Pull out each line from the listing below that includes the string "lawn". Only lines where the uppercase and lowercase letters match count.

[Dataset excerpt]
^^^^

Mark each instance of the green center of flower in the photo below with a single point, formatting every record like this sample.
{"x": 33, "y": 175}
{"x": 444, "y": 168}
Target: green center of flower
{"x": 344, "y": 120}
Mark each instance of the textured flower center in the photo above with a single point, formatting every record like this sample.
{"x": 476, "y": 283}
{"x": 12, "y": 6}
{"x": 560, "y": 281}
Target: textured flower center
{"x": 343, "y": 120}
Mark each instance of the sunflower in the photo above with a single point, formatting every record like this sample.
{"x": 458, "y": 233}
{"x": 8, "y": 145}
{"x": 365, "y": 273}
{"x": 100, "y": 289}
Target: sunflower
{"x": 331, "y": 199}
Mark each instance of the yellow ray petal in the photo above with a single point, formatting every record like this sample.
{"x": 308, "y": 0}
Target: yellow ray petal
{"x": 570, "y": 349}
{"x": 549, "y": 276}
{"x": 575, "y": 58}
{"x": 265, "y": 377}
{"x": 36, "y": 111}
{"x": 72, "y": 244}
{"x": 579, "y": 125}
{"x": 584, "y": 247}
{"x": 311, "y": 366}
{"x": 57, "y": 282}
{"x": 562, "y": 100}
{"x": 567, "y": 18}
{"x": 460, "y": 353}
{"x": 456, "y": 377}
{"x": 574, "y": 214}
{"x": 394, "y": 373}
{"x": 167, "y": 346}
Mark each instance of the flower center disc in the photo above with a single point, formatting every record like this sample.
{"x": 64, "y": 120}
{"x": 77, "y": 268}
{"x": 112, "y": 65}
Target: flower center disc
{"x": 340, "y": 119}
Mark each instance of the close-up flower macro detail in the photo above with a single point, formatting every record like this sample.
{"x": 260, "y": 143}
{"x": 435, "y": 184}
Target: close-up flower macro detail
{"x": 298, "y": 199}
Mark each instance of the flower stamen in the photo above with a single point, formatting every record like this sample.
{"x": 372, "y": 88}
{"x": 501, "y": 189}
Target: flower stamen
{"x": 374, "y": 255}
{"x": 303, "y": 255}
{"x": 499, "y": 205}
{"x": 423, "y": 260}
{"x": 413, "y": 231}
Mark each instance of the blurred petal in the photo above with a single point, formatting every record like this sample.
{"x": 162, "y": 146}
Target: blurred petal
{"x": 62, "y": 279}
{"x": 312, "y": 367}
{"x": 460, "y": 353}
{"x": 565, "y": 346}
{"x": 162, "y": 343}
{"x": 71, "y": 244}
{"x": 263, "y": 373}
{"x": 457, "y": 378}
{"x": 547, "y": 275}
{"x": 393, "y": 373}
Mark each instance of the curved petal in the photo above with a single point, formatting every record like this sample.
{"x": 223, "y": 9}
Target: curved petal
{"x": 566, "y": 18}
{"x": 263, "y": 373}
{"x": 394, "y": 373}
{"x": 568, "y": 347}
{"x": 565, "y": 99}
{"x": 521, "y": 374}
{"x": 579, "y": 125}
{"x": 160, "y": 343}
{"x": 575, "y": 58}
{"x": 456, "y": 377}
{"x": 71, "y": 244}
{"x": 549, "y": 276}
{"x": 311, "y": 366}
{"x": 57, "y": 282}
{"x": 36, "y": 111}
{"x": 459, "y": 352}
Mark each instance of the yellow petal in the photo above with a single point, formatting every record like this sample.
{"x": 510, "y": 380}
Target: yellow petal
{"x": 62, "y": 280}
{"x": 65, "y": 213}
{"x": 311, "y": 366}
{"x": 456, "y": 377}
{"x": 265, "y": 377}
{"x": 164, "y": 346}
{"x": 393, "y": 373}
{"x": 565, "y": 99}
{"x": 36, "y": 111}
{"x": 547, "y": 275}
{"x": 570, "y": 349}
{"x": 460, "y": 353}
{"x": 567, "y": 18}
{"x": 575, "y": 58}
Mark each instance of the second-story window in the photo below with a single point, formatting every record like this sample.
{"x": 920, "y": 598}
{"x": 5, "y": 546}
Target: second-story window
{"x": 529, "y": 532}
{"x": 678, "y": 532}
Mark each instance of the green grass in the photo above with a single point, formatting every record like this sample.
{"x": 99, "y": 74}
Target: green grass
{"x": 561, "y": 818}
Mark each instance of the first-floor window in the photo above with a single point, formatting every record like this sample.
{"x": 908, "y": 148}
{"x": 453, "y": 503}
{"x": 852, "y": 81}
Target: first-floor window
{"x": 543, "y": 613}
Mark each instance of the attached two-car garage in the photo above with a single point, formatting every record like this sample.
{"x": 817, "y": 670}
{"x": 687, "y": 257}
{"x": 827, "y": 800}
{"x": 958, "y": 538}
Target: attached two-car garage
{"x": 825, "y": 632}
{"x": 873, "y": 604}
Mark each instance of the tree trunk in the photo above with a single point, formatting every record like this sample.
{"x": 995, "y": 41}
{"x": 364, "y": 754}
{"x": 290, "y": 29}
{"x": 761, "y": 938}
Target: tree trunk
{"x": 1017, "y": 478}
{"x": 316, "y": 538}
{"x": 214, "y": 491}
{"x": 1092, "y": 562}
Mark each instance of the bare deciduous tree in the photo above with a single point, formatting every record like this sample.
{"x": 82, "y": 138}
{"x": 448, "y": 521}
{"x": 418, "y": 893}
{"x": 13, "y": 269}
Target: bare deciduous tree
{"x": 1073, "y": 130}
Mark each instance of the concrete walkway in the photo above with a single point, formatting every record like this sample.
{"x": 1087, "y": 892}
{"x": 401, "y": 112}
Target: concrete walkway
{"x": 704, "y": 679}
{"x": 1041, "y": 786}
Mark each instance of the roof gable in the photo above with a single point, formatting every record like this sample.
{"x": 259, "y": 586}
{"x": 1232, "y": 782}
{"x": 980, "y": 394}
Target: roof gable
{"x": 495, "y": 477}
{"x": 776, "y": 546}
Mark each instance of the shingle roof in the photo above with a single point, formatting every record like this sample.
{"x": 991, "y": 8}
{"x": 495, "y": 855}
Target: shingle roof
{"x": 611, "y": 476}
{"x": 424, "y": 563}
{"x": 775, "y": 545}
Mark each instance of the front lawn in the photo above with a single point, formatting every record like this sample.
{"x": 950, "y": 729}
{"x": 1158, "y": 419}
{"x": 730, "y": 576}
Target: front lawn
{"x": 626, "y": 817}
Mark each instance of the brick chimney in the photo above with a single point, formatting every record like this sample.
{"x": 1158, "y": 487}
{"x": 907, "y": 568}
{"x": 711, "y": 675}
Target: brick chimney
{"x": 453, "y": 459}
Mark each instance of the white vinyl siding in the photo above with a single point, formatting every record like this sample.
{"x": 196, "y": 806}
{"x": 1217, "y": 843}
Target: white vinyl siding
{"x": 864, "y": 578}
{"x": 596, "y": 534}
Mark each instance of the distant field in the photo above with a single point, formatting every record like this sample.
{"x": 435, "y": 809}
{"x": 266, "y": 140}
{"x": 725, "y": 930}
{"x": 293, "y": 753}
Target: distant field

^^^^

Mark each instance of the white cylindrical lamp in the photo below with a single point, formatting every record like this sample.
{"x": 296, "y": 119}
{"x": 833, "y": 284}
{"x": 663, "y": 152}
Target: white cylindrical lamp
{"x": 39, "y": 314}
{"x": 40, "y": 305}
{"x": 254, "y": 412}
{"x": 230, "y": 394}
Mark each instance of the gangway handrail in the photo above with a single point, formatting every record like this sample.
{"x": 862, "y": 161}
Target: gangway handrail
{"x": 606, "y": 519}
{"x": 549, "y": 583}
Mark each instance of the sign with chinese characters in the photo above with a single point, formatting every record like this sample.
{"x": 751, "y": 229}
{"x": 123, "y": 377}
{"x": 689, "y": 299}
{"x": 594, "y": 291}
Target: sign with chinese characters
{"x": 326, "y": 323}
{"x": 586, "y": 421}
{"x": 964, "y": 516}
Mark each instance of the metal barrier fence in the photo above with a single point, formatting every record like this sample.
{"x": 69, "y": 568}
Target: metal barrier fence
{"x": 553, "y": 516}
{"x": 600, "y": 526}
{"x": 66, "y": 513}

^^^^

OUTPUT FOR THIS EXERCISE →
Mark each instance of the front lawn in the photo above with a single point, formatting every record like this sample.
Target: front lawn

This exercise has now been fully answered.